Supplied records:

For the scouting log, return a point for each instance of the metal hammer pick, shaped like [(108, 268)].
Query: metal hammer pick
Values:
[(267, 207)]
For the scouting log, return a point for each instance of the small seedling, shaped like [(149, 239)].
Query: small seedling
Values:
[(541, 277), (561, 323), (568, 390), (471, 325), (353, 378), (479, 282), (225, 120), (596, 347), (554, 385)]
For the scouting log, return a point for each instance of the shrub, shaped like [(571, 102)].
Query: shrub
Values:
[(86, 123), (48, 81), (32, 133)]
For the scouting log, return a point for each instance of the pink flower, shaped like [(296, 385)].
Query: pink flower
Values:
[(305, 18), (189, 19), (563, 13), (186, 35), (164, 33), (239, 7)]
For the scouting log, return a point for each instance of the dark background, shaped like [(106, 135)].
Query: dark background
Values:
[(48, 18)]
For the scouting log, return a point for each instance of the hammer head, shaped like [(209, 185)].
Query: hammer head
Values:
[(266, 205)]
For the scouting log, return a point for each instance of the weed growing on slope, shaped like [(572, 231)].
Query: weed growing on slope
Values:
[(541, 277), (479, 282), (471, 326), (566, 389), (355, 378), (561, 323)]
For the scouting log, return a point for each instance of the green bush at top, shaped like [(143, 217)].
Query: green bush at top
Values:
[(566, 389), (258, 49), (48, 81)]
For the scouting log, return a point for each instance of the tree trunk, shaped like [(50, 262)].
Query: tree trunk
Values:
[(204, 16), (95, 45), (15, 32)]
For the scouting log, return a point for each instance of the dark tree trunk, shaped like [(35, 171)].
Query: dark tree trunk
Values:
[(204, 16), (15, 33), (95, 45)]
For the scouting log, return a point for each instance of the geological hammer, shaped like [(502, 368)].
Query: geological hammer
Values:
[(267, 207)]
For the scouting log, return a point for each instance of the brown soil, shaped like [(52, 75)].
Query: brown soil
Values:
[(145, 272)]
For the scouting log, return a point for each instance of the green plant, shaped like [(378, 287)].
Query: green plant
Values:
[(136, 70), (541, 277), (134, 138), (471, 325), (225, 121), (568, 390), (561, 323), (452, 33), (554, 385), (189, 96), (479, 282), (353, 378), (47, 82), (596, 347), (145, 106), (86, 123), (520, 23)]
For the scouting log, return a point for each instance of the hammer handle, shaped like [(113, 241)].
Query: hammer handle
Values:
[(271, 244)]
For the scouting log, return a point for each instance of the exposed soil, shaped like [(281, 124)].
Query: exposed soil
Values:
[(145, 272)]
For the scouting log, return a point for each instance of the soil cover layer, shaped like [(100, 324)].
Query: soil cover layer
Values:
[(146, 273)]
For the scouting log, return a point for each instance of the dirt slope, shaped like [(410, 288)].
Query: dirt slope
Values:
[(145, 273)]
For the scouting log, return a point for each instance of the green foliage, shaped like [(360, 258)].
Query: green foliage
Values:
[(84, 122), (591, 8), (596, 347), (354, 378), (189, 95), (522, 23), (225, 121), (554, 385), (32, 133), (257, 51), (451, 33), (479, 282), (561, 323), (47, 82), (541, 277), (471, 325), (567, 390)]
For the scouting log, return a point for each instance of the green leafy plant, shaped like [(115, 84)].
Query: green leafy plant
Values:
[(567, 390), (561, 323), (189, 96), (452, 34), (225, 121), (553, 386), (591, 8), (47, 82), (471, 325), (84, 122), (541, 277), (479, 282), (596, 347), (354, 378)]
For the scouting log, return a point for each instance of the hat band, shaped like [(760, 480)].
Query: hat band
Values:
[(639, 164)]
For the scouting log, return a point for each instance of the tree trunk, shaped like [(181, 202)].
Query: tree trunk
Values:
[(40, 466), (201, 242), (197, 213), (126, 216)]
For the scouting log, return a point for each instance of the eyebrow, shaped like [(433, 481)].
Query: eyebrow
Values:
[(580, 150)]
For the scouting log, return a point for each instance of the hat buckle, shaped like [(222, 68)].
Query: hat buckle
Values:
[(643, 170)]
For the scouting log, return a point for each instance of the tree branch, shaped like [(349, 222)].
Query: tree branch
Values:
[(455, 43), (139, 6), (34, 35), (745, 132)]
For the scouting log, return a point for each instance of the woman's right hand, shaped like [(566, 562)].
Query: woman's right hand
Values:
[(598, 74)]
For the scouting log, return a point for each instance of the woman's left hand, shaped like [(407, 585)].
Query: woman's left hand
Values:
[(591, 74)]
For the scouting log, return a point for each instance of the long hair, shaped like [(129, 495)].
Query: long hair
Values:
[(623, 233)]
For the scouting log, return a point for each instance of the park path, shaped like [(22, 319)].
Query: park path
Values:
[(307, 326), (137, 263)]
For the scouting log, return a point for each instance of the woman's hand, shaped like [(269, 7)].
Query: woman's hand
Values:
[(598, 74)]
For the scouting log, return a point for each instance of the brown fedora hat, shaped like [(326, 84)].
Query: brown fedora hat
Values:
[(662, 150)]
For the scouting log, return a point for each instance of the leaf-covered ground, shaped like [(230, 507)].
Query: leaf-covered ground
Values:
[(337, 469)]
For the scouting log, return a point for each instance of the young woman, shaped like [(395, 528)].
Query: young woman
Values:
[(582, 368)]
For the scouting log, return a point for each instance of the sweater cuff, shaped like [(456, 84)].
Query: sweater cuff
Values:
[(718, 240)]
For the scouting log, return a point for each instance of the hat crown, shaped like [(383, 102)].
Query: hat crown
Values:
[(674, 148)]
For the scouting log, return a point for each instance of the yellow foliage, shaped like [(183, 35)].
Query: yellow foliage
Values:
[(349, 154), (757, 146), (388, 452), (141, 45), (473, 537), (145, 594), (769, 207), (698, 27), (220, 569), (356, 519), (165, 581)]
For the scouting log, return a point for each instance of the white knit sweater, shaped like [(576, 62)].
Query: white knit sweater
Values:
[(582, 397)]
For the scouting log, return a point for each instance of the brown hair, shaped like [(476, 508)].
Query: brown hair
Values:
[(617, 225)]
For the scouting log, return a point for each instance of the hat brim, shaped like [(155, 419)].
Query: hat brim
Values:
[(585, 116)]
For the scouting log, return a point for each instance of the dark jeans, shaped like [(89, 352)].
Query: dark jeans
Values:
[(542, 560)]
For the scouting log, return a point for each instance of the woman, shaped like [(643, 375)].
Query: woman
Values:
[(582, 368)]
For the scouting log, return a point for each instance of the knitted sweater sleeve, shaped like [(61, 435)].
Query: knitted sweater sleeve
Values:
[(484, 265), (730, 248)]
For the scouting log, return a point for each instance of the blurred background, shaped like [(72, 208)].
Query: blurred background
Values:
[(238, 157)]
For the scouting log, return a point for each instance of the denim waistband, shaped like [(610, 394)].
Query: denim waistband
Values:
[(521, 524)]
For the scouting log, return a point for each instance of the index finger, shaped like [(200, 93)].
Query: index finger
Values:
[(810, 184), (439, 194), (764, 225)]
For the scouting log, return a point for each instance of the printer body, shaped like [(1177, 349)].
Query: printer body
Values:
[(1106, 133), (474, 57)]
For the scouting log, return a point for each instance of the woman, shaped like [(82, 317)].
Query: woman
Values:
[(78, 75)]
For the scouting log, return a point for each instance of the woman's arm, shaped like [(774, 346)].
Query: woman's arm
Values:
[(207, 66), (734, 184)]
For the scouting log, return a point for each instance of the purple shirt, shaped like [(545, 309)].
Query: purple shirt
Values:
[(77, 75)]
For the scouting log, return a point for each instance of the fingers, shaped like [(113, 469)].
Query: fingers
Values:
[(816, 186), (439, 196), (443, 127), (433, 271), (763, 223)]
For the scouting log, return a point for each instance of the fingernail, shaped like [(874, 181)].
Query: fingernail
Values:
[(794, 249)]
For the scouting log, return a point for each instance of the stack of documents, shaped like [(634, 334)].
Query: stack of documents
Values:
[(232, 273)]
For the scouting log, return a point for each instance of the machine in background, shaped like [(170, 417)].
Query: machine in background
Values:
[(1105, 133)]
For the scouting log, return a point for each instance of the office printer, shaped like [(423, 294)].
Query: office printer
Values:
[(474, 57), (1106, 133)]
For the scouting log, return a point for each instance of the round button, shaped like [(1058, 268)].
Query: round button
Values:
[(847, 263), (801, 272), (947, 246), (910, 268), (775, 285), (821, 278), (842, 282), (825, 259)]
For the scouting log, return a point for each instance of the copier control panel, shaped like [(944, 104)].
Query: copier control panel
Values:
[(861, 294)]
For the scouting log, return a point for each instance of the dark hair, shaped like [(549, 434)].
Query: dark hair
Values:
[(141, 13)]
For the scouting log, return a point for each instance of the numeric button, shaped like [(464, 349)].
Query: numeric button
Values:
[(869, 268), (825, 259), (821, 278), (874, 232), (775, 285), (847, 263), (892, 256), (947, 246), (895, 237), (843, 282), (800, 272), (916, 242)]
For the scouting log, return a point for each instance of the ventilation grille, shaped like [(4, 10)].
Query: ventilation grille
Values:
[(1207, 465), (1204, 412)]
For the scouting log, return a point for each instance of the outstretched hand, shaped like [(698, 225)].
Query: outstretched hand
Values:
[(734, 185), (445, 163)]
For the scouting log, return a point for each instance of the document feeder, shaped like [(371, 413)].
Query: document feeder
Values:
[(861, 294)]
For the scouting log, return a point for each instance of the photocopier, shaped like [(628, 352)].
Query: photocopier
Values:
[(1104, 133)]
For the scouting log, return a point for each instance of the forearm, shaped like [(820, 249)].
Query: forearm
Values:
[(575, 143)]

Task to carry out:
Please quote the listing word for word, starting with the line containing "like [(698, 225)]." and going on through the end of the listing.

Written solution:
For the scouting log, return a point for each instance of the outstretched hand, shaped like [(698, 225)].
Query: outstretched hand
Values:
[(734, 185), (445, 163)]
For the scouting log, return a point for each instance of the document feeder, shaped like [(371, 413)].
Query: document feeder
Values:
[(861, 294)]
For the scouting log, return a point for each instance of the photocopier, shaped like [(628, 352)].
Query: photocopier
Values:
[(1104, 133)]
For the scouting log, return a point for each instance of the forearm, shaped like [(820, 249)].
Query: forearm
Values:
[(575, 143)]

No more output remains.